Then chat (the defaults point at the files above):

cargo run -p el-chat                                  # interactive REPL
cargo run -p el-chat -- --prompt "Hello!" --once      # one-shot
cargo run -p el-chat -- --system "Be terse." --max-tokens 128

REPL commands: /reset, /system <text>, /help, /exit. Other flags: --model, --tokenizer, --system, --max-tokens. The models/ directory is git-ignored. See apps/el-chat/README.md for the full user guide.

Workspace map

Twelve crates plus two apps. Each crate has its own README (linked below) covering its public API, a usage example, and the ADRs it realizes; app rows identify the runnable clients.

Show the full workspace table

Crate	Role	Current state
`crates/el-core`	Shared types, IDs, errors, events, `LlmProvider` trait	Implemented and tested
`crates/el-memory`	Static arena planning and KV-cache descriptors	Implemented and tested
`crates/el-telemetry`	Content-free event handling and privacy metrics	Implemented and tested
`crates/el-provenance`	Verified model load permits	Implemented and tested
`crates/el-safety`	Tiered decoder-time safety policy	Partial, lightweight path implemented
`crates/el-runtime`	Session lifecycle and decode-loop orchestration	Implemented and tested
`crates/el-grammar`	DFA grammar masking	Implemented and tested
`crates/adapters/el-provenance-ed25519`	Real ED25519 signature verification	Implemented and tested
`crates/adapters/el-engine-candle`	Candle inference adapter: engine-seam proof plus a real Qwen2 transformer engine and chat provider	Implemented; real on-device chat
`crates/adapters/el-cloud`	Opt-in OpenAI-compatible provider backend	Implemented; egress opt-in at construction
`crates/adapters/el-ffi`	Device SDK facade (`EdgeLlm`): Flutter / UniFFI / wasm-bindgen binding surfaces	Implemented and tested; host build is a workspace member, cross-target builds via `make`
`crates/adapters/el-grammar-llguidance`	llguidance JSON-schema token masking	Implemented and tested; workspace-excluded (crates.io deps)
`apps/el-chat`	Interactive chat test client; SDK-only deps, drives the runtime end-to-end	Implemented; runs real on-device chat
`apps/el-bench`	Benchmark harness; SDK-only deps, replays quality/safety task sets through the runtime	Implemented; model-agnostic, reproducible

Of the adapters, only el-grammar-llguidance is excluded from the default workspace build (it pulls crates.io-only grammar dependencies); el-cloud and el-ffi are regular members whose host targets build and test with cargo test --workspace.

-*-*-

● List of tasks
**1)** From the workspace text, quote the part that begins at the words "Twelve crates plus" and stops after the words "the runnable clients.".
**2)** Answer these about the workspace text:
(a) Which REPL commands does it list?
(b) How many crates and how many apps make up the workspace?
(c) Which adapter is left out of the default workspace build?

-*-*-

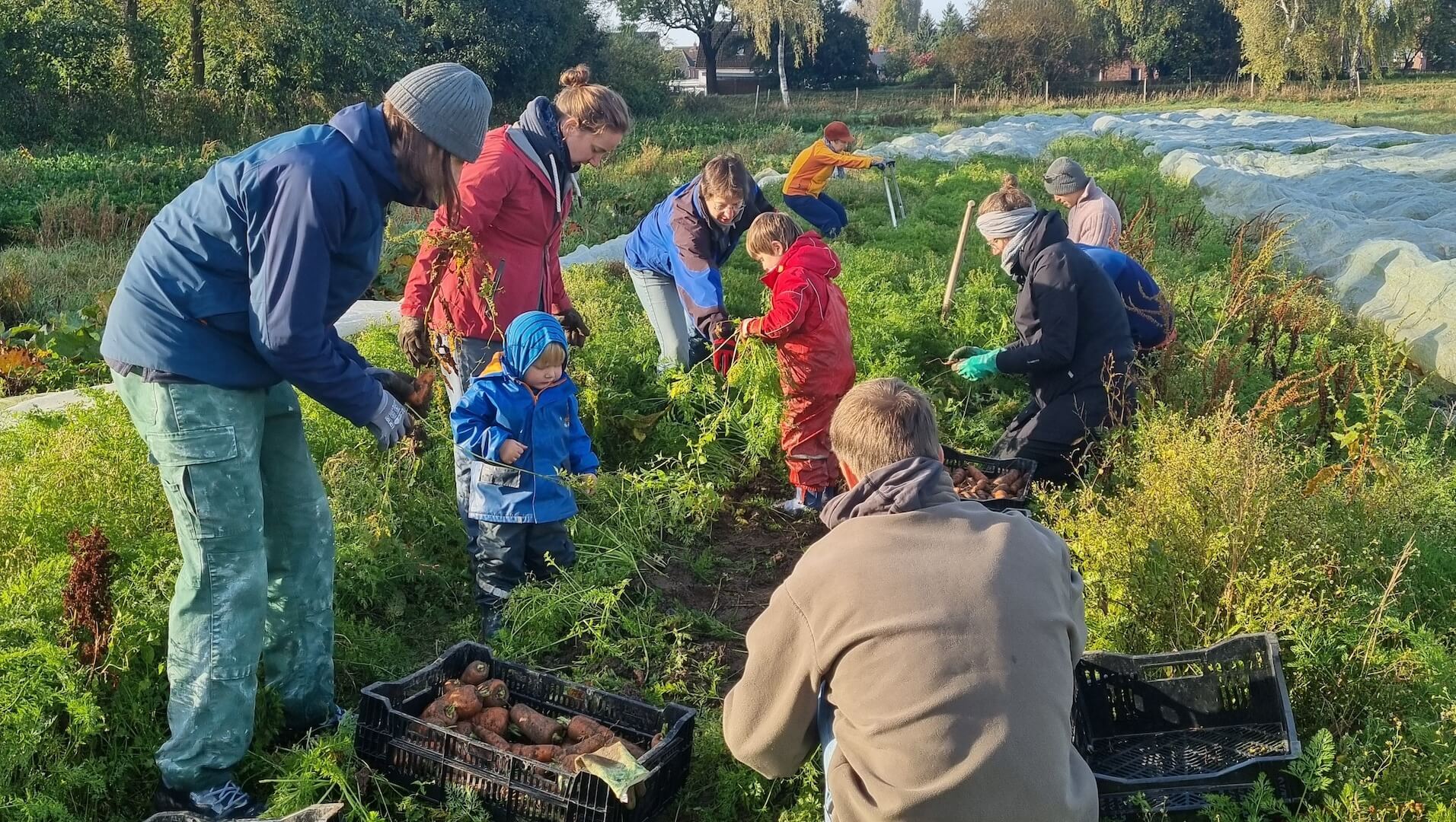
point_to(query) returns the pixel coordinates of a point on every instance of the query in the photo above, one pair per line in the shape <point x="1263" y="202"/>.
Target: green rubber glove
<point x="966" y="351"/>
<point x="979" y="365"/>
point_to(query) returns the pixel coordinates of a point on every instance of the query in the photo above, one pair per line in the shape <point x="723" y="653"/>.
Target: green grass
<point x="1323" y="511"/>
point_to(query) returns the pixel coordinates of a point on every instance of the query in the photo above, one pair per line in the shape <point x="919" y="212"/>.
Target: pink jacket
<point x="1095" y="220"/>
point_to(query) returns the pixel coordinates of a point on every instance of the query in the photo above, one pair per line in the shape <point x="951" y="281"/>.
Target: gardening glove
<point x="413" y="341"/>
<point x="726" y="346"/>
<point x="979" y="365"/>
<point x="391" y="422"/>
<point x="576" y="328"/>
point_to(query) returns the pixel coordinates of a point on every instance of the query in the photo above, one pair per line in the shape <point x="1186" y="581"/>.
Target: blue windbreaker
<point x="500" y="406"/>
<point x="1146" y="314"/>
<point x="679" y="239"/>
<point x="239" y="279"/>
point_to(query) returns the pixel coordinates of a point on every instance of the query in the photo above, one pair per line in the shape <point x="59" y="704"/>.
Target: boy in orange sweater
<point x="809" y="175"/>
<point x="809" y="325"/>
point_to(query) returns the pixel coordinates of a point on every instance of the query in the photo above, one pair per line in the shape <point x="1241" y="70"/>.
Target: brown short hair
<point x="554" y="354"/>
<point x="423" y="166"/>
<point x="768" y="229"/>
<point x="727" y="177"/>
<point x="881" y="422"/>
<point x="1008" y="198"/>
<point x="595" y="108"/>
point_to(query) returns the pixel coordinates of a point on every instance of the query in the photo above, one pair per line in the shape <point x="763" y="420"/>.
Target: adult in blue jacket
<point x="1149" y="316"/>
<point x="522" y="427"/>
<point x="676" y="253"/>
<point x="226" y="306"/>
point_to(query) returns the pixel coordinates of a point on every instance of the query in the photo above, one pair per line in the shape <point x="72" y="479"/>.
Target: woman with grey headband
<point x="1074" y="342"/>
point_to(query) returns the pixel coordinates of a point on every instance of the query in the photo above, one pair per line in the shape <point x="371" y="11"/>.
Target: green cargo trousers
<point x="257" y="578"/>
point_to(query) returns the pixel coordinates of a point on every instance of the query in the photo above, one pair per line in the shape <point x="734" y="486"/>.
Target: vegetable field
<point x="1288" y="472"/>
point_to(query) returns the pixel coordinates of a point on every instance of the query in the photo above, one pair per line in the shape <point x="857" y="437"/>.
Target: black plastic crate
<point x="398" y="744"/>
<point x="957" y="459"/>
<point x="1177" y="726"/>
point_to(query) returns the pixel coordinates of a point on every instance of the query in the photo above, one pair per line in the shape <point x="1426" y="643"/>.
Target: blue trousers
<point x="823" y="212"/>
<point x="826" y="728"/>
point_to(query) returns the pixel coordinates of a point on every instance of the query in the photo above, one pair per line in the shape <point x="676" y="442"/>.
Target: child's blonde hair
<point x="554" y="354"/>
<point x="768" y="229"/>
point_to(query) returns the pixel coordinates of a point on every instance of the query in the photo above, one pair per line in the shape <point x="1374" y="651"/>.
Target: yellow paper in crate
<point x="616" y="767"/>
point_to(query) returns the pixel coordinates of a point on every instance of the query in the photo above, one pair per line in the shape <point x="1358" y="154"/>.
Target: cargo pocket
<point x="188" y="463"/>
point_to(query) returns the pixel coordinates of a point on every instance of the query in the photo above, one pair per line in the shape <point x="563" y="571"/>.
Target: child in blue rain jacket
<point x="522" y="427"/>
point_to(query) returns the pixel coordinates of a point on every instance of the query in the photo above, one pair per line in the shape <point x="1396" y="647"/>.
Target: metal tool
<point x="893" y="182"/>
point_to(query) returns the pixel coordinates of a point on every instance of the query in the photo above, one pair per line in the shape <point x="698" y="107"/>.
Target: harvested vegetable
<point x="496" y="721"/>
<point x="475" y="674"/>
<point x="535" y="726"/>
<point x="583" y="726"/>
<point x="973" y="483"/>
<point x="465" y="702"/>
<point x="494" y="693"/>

-*-*-

● Per-task outputs
**1)**
Twelve crates plus two apps. Each crate has its own README (linked below) covering its public API, a usage example, and the ADRs it realizes; app rows identify the runnable clients.

**2)**
(a) /reset, /system <text>, /help, /exit
(b) Twelve crates and two apps
(c) el-grammar-llguidance